__REGELS BIJ OPDRACHT__:

------------------------------------

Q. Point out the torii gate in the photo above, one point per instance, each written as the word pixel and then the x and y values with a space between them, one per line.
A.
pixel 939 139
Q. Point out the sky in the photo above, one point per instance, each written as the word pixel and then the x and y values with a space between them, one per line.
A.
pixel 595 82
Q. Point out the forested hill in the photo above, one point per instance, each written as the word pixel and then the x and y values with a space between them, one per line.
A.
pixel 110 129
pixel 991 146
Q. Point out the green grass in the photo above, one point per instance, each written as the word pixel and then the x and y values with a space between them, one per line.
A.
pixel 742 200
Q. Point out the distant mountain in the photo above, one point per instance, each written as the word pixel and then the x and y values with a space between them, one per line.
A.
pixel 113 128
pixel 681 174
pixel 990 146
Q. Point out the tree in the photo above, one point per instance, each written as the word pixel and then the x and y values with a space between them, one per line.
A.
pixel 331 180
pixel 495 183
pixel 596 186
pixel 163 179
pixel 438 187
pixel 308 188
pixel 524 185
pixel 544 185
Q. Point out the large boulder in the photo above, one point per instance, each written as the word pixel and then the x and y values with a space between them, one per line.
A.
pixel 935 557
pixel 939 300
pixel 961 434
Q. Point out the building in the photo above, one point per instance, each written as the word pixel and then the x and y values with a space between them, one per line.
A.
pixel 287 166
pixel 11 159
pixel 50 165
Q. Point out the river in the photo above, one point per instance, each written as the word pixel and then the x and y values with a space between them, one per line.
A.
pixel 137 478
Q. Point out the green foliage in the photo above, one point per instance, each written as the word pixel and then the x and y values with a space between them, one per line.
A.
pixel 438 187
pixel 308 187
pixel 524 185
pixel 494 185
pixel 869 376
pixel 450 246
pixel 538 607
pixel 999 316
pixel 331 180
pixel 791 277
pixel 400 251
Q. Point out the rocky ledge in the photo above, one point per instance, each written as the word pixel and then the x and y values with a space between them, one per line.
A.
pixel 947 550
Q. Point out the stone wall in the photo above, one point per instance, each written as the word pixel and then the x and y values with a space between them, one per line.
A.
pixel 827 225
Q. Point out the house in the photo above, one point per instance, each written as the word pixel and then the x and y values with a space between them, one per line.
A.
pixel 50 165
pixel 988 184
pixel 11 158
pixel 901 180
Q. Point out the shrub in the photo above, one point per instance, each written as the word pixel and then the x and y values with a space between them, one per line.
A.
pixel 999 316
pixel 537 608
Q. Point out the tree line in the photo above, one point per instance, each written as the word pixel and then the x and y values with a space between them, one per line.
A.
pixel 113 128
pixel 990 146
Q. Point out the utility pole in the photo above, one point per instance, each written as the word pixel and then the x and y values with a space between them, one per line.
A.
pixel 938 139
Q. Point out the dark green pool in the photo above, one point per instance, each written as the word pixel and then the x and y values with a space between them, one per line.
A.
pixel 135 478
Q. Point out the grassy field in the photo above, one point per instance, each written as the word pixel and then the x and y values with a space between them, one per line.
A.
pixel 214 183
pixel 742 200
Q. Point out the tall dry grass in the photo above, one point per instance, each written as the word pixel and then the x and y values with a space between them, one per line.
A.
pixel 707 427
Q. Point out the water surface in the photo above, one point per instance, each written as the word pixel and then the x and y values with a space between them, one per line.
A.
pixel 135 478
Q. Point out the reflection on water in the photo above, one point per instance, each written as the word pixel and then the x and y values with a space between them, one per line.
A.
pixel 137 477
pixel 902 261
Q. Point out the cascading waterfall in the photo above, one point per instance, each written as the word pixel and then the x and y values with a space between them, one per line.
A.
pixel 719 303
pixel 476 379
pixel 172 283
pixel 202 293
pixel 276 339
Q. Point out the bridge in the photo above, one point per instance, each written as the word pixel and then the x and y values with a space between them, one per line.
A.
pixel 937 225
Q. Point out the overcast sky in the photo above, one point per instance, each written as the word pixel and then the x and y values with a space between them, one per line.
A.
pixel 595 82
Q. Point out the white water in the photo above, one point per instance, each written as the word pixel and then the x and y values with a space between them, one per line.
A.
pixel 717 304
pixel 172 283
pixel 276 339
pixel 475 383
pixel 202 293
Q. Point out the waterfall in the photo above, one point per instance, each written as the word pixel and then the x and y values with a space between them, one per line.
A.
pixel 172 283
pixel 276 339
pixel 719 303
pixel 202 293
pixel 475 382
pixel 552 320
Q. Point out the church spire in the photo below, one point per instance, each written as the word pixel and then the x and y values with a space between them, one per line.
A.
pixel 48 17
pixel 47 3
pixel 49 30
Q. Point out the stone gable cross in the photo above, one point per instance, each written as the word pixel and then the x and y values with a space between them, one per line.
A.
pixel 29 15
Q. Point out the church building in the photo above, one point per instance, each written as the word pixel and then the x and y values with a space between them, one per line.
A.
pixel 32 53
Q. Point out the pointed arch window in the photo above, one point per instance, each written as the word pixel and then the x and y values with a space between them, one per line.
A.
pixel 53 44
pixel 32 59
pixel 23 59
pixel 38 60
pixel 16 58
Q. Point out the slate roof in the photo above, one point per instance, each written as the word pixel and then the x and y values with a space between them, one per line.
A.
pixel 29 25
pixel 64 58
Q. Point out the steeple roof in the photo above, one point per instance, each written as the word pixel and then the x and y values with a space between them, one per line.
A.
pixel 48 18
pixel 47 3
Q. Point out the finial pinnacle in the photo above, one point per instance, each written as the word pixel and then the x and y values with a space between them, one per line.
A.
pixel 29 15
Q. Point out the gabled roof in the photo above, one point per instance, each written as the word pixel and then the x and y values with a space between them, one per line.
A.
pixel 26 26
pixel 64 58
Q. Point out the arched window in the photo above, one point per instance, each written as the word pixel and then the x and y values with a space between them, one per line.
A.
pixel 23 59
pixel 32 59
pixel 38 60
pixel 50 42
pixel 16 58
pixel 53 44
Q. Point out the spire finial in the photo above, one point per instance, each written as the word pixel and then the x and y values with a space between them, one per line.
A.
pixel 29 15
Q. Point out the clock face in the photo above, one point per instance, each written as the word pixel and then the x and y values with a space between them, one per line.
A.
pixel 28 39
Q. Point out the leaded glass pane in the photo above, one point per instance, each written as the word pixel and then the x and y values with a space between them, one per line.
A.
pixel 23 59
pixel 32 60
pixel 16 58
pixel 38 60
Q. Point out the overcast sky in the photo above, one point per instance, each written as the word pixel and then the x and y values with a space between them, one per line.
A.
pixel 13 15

------------------------------------

__DOEL__: Geef alle regels hierboven letterlijk en ongewijzigd terug.

__UITGEVOERDE OPDRACHT__:
Q. Point out the torii gate in the photo above, one point per instance, each written as the word pixel and then the x and y values with a space between them, one per line.
A.
pixel 939 139
Q. Point out the sky in the photo above, one point per instance, each written as the word pixel and then the x and y values with a space between them, one per line.
A.
pixel 595 82
Q. Point out the forested hill in the photo above, one point per instance, each written as the word pixel and then the x and y values with a space between them, one per line.
A.
pixel 110 129
pixel 991 146
Q. Point out the green grass in the photo above, one point per instance, each written as the word pixel and then the x and y values with a space between them, one per line.
A.
pixel 742 200
Q. Point out the distant mountain in the photo above, one point per instance, each written as the word pixel and then the x and y values with a space between them, one per line.
A.
pixel 113 128
pixel 681 174
pixel 990 146
Q. Point out the tree in the photo above, one point per instance, each written as the word pixel and then the x and y values with a space between them, one per line.
A.
pixel 331 180
pixel 495 183
pixel 596 186
pixel 163 179
pixel 438 187
pixel 308 188
pixel 524 185
pixel 544 185
Q. Point out the large boulder in the photo above, one point per instance, each written as the word pixel and then the x and y values with a space between them, one per line.
A.
pixel 935 557
pixel 939 300
pixel 961 434
Q. Point out the building in the photo above, one point per instance, each written as the word pixel and then the x and y values with a space between them, one per line.
A.
pixel 287 166
pixel 11 159
pixel 50 165
Q. Point out the river in the photo above, one point per instance, each written as the word pixel and then the x and y values with a space between them, one per line.
A.
pixel 137 478
Q. Point out the green foliage in the photo above, one point per instance, each written as the word pixel and then the x and y values with a space between them, one per line.
A.
pixel 438 187
pixel 308 187
pixel 524 185
pixel 494 185
pixel 869 376
pixel 450 246
pixel 538 607
pixel 999 316
pixel 331 180
pixel 791 277
pixel 400 251
Q. Point out the rocky ledge in the photo above, one point per instance, each written as the word pixel and then the x and y values with a space between them, one per line.
A.
pixel 947 550
Q. Point out the stone wall in the photo above, one point per instance, each written as the word pixel and then the x and y values with a space between them, one per line.
A.
pixel 827 225
Q. Point out the house in the photo above, one point per instance, each written as the word pixel and then the x and y values with a space between them, one per line.
A.
pixel 50 165
pixel 988 184
pixel 11 158
pixel 901 180
Q. Point out the shrub in the photo above, one point per instance, each written as the word pixel and then the x and y values with a space between them, one per line.
A.
pixel 999 316
pixel 537 608
Q. Point out the tree line in the photo above, one point per instance, each written as the word pixel and then the x and y values with a space between them, one per line.
A.
pixel 113 128
pixel 990 146
Q. Point out the utility pole in the photo above, one point per instance, each written as the word pixel and then the x and y values with a space between them, one per line.
A.
pixel 938 139
Q. Point out the dark green pool in the photo above, one point per instance, each written as the word pixel and then the x and y values with a space between them, one per line.
A.
pixel 135 478
Q. Point out the grassy field in the photo above, one point per instance, each written as the word pixel and then the x and y values with a space between them, one per line.
A.
pixel 214 183
pixel 742 200
Q. Point out the tall dry grass in the photo above, one point per instance, each written as the word pixel and then the x and y values with a space between them, one per line.
A.
pixel 707 427
Q. Point out the water surface in the photo above, one point per instance, each written as the word pixel and then the x and y values with a space between them, one per line.
A.
pixel 135 478
Q. Point out the reflection on water in the photo above, one point per instance, each written as the word pixel and then the x and y values with a space between them, one per line.
A.
pixel 137 477
pixel 902 261
Q. Point out the cascading waterfall in the photo above, one point per instance, each written as the word pixel and then the x and y values with a space between them, one per line.
A.
pixel 719 303
pixel 476 379
pixel 172 283
pixel 202 293
pixel 276 339
Q. Point out the bridge in the photo above, one point per instance, each written as the word pixel and then the x and y values with a space between them, one per line.
A.
pixel 937 225
Q. Point out the overcast sky in the photo above, one point per instance, each written as the word pixel and then the x and y values with a space between them, one per line.
A.
pixel 595 82
Q. Point out the white water in the photo above, one point per instance, each written as the word pixel and then the x and y values with a space between them, one per line.
A.
pixel 717 304
pixel 172 283
pixel 276 339
pixel 475 383
pixel 202 293
Q. Point out the waterfall in the photo above, one point per instance, each written as the word pixel and then the x and y values with a space between them, one per line.
A.
pixel 172 283
pixel 276 339
pixel 719 303
pixel 202 293
pixel 475 382
pixel 552 320
Q. Point out the church spire in the photo below, one point per instance, each written as the word pixel and then the x and y values with a space between them, one per line.
A.
pixel 48 17
pixel 47 3
pixel 49 30
Q. Point out the stone gable cross in the photo above, one point per instance, each written as the word pixel and then the x and y values with a space between them, one per line.
A.
pixel 29 15
Q. Point out the church building in the photo above, one point per instance, each written as the word pixel and then the x and y values with a space between them, one per line.
A.
pixel 32 53
Q. Point out the pointed arch window in the photo above, one point per instance, each written as the word pixel and then the x and y values with a space between them, one per line.
A.
pixel 53 44
pixel 32 59
pixel 23 59
pixel 38 60
pixel 16 58
Q. Point out the slate roof in the photo above, one point per instance, each written as the word pixel and then the x and y values with a space between them, one per line.
A.
pixel 29 25
pixel 64 58
Q. Point out the steeple roof in the photo above, one point per instance, each written as the word pixel and then the x and y values with a space between them, one per line.
A.
pixel 48 18
pixel 47 3
Q. Point out the finial pinnacle in the photo above, one point per instance, each written as the word pixel and then the x and y values with a space between them, one per line.
A.
pixel 29 15
Q. Point out the gabled roof in the photo above, one point per instance, each written as the word pixel and then the x and y values with a space between them, one per line.
A.
pixel 26 26
pixel 64 58
Q. Point out the arched window in the photo above, one point per instance, each written as the word pixel and then the x and y values with a space between them, one per line.
A.
pixel 23 59
pixel 32 59
pixel 38 60
pixel 50 42
pixel 16 58
pixel 53 44
Q. Point out the spire finial in the photo above, one point per instance, each written as the word pixel and then the x and y values with a space between them, one per line.
A.
pixel 29 15
Q. Point out the clock face in the photo above, one point per instance, each written as the word pixel and then the x and y values with a space between them, one per line.
A.
pixel 28 39
Q. Point out the leaded glass pane in the photo above, one point per instance, each written as the word pixel and then the x and y values with a space between them, one per line.
A.
pixel 23 59
pixel 32 60
pixel 16 58
pixel 38 60
Q. Point out the overcast sky in the photo above, one point per instance, each written as the word pixel and then the x and y values with a space between them, one per line.
A.
pixel 13 15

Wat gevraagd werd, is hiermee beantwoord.